Rewrite the records from the start through the line with "column 268, row 88", substituting "skylight" for "window" and leaving everything else unchanged.

▬▬▬▬▬▬▬▬▬▬

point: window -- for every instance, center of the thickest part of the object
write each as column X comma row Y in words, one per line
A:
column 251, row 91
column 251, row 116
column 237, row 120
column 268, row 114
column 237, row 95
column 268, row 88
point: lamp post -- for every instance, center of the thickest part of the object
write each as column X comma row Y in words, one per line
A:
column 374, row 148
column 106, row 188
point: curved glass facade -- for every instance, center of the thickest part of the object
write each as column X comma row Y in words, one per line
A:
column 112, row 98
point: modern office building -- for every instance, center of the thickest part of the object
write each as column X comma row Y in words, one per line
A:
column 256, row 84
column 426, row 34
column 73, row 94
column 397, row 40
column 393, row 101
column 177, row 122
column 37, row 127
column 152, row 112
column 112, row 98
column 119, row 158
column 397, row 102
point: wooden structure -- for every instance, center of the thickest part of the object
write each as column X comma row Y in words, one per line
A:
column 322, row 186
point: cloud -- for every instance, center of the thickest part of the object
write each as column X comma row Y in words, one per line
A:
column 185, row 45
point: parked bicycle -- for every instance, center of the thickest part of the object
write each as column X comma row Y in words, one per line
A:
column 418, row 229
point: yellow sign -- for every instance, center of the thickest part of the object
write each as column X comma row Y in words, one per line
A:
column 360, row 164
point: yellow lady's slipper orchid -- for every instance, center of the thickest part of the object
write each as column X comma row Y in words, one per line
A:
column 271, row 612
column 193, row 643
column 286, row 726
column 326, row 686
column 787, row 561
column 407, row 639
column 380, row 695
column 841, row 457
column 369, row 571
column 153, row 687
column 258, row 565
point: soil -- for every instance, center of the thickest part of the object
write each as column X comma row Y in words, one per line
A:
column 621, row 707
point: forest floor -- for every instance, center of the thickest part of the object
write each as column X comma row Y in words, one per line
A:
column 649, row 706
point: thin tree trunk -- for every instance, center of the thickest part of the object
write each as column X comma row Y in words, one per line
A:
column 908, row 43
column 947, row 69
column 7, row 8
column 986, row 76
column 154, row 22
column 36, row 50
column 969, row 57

▬▬▬▬▬▬▬▬▬▬

▶ Written reply
point: skylight -- for every instance, center of the thickest part of the object
write each as column X comma row Y in words, one per line
A:
column 251, row 91
column 251, row 116
column 237, row 120
column 268, row 114
column 237, row 95
column 268, row 88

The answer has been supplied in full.